Exercise details >>
Within the entries that follow, report how many lines contain the word "below", giving the number by itself.

--*--

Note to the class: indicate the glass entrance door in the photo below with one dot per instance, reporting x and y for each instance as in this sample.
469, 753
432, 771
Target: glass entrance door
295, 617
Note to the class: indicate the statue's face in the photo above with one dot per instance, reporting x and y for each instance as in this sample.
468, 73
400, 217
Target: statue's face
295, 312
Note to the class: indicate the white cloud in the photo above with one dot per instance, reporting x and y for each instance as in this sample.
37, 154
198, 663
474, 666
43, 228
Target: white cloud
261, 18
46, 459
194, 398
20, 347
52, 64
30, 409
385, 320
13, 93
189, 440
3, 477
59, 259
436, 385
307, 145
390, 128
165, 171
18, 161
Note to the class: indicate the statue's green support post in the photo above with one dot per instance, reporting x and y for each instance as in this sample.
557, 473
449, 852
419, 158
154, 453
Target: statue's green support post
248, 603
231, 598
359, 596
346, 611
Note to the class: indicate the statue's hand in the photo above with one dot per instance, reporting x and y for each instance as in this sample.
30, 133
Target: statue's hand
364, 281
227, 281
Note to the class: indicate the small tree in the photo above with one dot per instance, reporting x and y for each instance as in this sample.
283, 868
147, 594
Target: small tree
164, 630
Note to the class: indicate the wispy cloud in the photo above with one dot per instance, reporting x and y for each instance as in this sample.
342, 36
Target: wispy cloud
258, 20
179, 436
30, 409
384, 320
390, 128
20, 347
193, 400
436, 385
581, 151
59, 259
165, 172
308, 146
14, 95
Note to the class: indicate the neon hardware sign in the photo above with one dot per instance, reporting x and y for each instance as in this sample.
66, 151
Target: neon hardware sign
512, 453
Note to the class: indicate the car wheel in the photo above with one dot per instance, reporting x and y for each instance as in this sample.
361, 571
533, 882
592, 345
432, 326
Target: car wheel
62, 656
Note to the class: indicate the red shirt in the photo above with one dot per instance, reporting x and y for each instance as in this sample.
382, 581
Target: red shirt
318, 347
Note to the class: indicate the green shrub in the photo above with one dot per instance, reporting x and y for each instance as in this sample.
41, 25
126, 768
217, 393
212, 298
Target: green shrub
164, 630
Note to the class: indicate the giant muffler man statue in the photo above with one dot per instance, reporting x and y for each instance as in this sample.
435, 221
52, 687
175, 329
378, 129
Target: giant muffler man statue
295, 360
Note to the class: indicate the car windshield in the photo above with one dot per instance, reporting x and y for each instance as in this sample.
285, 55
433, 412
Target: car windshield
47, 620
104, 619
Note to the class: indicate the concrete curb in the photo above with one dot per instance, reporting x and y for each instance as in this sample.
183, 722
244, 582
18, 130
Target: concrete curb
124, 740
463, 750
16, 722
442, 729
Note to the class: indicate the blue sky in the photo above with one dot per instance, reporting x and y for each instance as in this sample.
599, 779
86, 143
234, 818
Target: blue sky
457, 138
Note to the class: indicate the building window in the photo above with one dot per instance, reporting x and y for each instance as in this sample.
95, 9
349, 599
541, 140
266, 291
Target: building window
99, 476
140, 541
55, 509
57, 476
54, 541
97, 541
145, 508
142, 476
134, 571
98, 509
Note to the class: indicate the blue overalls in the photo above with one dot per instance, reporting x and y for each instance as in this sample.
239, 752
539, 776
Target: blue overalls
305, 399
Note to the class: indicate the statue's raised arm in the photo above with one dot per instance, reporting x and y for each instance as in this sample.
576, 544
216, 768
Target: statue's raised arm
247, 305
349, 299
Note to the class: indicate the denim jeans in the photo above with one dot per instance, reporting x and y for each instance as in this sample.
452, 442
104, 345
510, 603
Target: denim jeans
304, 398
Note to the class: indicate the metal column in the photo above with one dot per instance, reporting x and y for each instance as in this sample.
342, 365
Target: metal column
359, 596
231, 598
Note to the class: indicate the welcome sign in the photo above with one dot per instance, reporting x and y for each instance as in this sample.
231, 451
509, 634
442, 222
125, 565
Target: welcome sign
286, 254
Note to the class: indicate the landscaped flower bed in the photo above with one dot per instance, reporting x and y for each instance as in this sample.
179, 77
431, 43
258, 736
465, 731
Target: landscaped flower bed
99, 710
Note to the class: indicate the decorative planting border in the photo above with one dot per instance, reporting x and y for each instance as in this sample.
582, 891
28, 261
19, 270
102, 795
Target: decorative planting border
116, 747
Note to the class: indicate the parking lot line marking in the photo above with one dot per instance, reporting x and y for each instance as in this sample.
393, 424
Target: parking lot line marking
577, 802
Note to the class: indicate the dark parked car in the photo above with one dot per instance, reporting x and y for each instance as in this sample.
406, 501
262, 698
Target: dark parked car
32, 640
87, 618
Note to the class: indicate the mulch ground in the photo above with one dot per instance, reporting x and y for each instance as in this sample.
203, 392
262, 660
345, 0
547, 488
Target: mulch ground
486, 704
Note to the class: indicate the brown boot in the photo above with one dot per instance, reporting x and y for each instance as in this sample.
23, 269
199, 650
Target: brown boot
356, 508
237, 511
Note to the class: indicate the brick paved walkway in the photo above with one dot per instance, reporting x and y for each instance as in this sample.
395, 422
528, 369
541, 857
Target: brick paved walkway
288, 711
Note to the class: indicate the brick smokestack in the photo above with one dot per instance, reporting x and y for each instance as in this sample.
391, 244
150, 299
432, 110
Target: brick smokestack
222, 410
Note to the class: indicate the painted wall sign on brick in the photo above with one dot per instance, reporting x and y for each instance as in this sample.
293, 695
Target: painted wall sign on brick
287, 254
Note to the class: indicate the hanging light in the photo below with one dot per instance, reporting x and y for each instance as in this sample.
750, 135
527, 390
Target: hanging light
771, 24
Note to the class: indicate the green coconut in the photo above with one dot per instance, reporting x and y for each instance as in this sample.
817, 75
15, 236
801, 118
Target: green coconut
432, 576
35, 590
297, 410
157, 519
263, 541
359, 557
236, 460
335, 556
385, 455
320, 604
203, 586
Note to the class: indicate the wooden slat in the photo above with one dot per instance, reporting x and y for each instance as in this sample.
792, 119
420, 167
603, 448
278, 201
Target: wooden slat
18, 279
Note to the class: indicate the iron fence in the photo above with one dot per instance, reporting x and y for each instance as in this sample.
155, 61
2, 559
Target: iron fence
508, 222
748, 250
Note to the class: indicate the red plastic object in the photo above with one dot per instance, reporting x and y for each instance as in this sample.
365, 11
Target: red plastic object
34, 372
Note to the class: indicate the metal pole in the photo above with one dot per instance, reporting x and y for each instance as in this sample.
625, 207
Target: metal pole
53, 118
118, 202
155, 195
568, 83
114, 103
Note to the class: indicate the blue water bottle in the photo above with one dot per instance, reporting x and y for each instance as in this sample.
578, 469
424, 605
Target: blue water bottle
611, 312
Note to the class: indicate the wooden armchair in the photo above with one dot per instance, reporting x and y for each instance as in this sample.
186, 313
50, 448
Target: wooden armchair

--*--

Answer to the problem >>
2